**Material to process:**
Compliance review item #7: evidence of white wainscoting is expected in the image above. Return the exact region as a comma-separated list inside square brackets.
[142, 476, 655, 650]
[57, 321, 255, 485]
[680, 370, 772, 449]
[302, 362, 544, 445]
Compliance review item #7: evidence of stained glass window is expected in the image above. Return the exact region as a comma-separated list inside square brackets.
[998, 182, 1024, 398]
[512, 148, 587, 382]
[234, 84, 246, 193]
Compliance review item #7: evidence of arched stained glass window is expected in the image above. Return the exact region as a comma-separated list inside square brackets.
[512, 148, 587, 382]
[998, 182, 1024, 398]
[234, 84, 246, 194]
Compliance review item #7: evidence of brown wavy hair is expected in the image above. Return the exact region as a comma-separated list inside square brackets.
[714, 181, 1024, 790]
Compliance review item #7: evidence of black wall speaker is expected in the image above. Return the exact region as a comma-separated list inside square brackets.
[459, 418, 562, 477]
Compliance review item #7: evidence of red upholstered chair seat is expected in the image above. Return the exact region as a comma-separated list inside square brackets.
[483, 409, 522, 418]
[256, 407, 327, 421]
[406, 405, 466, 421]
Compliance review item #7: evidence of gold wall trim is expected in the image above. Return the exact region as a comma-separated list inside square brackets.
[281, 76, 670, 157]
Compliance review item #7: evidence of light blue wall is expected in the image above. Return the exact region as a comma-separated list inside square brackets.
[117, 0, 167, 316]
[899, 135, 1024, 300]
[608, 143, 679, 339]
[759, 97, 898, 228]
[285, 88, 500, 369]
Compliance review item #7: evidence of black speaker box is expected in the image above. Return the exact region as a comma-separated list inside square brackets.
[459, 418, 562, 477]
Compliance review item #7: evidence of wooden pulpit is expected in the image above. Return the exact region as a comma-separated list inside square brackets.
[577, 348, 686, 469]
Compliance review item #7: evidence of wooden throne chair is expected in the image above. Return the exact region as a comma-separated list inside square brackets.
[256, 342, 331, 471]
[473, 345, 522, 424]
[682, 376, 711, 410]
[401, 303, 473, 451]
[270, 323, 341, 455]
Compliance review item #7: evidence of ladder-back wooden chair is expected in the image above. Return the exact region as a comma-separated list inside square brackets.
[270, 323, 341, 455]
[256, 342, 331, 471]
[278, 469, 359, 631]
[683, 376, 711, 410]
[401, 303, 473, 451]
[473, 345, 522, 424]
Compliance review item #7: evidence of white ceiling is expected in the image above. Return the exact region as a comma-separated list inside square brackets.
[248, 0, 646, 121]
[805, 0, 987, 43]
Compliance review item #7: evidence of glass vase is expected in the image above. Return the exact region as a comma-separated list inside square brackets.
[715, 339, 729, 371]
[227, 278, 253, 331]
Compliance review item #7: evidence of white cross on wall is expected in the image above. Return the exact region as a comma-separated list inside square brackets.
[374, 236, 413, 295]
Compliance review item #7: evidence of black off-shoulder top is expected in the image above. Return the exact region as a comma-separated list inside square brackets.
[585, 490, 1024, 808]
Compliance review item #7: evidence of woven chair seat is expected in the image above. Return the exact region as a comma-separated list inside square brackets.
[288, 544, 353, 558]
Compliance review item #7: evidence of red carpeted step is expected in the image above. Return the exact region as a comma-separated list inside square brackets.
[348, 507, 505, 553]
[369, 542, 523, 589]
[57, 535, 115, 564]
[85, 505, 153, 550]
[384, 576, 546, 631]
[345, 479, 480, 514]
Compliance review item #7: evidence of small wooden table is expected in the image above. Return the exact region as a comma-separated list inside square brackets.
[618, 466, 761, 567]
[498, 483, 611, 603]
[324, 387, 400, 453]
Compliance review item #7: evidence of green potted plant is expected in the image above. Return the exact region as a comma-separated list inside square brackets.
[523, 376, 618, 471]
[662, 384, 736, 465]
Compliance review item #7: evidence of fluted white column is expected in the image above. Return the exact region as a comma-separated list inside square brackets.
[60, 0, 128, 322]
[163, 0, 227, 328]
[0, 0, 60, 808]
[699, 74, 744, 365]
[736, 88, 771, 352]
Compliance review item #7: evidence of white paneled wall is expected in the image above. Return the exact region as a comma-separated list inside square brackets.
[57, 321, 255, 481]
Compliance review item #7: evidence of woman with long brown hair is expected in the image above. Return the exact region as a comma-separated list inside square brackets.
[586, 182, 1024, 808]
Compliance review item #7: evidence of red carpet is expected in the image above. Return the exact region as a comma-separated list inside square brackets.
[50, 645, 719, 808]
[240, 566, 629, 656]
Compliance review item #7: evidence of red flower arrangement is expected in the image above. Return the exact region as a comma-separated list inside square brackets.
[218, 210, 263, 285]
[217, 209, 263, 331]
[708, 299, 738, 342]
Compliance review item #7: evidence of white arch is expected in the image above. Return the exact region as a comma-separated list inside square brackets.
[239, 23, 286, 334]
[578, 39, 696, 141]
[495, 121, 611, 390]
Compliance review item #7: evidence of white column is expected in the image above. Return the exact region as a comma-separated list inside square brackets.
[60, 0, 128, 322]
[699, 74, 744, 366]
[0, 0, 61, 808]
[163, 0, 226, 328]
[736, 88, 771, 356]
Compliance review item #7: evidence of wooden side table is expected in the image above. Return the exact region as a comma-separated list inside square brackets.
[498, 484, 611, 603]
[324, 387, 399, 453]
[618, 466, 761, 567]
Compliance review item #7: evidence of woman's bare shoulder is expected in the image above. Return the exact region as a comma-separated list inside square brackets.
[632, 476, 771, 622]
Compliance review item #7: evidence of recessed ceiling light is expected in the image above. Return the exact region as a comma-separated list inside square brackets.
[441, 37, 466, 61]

**Request:** Identify each line in the data above where the word "chair" appears with matching case, and copy all of those lines.

**Task output:**
Compliance review item #7: evidence of red upholstered chair seat is expected in the image above. Return the exact region as a comma-separated list inside square brackets.
Compliance review item #7: evidence of wooden throne chair is expected in the image above. Return the exact region as a comma-separated list inside square brackets.
Compliance review item #7: evidence of ladder-back wooden chair is expected in the image above. Return the exact region as a comma-separated list inside square brackets.
Compliance review item #7: evidence of woven chair seat is expected in the image above. Return the exact region as a comma-separated list inside square brackets.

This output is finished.